● EXTRACT:
------------------------------------

Summary
This modelling study quantifies the global human health burden from insufficient animal pollination of crops. The authors integrated climate-based yield gap estimates, agricultural-economic trade models, and comparative risk assessment to show that 3–5% of global fruit, vegetable, and nut production is lost owing to inadequate pollination, resulting in approximately 427,000 excess deaths annually from reduced consumption of these nutrient-dense foods. The findings reveal significant geographic inequity: lower-income countries experience concentrated production losses, whilst mortality impacts disproportionately affect middle- and high-income countries with higher baseline disease risk.
UK applicability
The UK has experienced well-documented pollinator declines affecting horticultural and high-value crop yields, though domestic impacts are likely smaller than those in lower-income countries highlighted in this study. The findings support UK policy emphasis on pollinator conservation through agri-environment schemes and could inform public health nutrition messaging linking food security to ecosystem health.

------------------------------------

● WORK ORDER 1:
What share of global fruit, vegetable, and nut production does the pollination study summary say is lost owing to inadequate pollination?
● WORK ORDER 2:
Return the pollination study summary, word for word, from "UK applicability" down to "to ecosystem health.".
● WORK ORDER 3:
Write the next part of the pollination study summary, picking up right after its final sentence.

------------------------------------

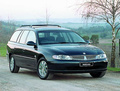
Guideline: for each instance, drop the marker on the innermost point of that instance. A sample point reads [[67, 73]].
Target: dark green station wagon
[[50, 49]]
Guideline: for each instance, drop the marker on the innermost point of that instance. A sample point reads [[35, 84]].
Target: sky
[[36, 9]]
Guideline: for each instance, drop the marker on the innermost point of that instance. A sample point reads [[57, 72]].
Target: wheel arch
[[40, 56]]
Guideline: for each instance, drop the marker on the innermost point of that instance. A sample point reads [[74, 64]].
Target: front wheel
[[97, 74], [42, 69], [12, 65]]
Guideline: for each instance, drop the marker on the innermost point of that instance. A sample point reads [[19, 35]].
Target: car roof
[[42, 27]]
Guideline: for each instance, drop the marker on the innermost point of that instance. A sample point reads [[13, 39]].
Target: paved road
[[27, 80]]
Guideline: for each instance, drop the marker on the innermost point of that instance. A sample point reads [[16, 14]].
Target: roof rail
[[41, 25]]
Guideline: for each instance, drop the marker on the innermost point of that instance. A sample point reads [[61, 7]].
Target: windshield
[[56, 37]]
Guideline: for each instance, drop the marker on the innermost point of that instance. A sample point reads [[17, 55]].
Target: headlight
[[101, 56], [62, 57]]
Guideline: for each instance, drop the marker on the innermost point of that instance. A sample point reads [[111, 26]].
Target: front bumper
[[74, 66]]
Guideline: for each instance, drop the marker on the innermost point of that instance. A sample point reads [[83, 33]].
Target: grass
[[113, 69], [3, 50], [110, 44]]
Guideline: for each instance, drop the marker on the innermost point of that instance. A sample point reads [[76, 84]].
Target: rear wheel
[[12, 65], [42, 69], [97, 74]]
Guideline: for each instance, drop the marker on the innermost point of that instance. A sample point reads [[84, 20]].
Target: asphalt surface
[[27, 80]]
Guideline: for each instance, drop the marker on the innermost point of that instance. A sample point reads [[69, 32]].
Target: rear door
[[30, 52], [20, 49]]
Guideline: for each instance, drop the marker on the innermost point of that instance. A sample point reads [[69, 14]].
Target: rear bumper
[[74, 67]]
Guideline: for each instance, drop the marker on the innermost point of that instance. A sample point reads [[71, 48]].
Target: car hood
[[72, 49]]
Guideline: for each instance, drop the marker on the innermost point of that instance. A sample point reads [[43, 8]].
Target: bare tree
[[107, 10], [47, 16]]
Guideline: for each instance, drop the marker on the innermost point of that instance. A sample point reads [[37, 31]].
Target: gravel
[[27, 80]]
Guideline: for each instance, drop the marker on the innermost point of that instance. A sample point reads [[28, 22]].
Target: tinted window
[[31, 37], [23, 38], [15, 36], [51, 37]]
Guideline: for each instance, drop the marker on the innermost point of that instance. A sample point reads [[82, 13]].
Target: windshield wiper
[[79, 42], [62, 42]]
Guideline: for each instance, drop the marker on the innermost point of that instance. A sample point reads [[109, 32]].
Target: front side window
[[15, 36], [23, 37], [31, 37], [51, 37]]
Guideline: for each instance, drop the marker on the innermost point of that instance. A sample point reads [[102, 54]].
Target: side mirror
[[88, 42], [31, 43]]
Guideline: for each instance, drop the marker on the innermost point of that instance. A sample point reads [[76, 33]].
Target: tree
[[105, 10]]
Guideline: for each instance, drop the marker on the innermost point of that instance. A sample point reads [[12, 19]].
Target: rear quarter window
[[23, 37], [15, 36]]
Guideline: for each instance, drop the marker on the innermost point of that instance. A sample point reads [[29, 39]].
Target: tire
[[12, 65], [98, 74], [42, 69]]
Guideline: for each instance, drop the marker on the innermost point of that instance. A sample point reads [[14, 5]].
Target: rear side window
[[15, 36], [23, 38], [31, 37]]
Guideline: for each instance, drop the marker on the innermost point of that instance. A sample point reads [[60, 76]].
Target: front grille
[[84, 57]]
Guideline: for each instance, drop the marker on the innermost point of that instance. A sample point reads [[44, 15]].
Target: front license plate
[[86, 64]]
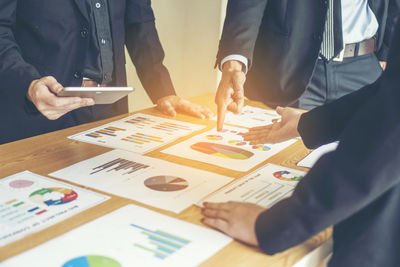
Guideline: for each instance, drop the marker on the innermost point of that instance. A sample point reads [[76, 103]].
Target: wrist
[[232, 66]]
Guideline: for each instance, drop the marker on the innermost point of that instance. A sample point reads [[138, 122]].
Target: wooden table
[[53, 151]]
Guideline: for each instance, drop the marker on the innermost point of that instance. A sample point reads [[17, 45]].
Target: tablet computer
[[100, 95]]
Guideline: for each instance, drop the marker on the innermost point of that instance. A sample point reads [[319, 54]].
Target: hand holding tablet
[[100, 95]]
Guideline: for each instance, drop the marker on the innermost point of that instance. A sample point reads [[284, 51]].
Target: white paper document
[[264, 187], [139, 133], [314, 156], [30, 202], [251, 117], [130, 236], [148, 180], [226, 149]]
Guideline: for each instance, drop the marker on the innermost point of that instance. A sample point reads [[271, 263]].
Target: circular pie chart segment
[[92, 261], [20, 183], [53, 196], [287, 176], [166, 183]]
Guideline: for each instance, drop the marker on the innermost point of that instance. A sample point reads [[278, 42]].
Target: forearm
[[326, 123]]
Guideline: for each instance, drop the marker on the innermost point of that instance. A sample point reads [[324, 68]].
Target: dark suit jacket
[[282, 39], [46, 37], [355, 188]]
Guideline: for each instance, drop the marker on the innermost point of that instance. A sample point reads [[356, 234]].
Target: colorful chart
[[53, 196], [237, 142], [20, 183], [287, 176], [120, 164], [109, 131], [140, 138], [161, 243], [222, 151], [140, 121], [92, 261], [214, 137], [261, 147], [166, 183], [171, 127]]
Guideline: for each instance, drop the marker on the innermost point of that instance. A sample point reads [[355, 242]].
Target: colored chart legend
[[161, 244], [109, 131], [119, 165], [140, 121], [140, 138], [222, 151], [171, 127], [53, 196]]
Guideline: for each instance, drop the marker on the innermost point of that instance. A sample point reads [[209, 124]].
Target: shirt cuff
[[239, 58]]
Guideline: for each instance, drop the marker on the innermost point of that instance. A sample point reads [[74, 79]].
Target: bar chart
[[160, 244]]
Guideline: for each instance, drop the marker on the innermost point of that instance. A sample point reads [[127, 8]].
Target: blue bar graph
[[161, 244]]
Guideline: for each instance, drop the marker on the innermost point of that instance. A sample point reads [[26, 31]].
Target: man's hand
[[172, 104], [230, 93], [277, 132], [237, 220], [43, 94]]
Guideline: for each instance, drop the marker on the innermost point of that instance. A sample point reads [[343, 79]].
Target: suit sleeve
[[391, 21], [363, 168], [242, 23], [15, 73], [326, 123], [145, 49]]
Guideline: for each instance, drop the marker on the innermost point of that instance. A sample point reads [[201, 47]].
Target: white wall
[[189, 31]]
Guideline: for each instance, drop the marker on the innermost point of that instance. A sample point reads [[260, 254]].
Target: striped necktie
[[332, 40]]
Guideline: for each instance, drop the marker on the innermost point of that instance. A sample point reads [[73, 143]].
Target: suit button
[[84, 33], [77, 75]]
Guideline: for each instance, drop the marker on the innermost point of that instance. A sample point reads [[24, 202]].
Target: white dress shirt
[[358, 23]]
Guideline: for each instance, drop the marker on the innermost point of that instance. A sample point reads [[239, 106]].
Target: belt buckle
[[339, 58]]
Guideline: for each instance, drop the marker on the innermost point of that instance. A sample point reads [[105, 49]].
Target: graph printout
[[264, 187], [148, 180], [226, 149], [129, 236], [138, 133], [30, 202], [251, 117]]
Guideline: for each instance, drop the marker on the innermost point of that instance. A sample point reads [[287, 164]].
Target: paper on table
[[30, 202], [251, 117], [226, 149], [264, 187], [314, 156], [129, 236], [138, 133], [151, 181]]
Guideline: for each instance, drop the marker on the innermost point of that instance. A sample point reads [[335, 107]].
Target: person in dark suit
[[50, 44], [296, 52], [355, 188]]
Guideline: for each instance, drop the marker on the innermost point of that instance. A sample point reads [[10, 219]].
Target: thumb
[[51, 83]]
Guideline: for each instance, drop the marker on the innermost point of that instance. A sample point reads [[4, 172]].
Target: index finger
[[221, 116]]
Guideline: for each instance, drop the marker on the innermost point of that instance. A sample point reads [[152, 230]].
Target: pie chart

------------------------------------

● FINAL ANSWER 1:
3–5%

● FINAL ANSWER 2:
UK applicability
The UK has experienced well-documented pollinator declines affecting horticultural and high-value crop yields, though domestic impacts are likely smaller than those in lower-income countries highlighted in this study. The findings support UK policy emphasis on pollinator conservation through agri-environment schemes and could inform public health nutrition messaging linking food security to ecosystem health.

● FINAL ANSWER 3:
Key measures
Annual excess mortality attributable to lost healthy food consumption; percentage yield loss in animal-pollinated crops (fruits, vegetables, nuts, legumes); economic value of lost crop production; country-level dietary risk and mortality estimates; geographic distribution of food production losses versus health impacts
Outcomes reported
The study modelled the global health burden from insufficient pollination of crops by estimating current yield gaps attributable to inadequate pollinator abundance and diversity, then simulated the mortality and disease impacts of closing these gaps through dietary changes. It quantified annual excess deaths, economic losses, and geographic inequities in food production and health consequences across countries.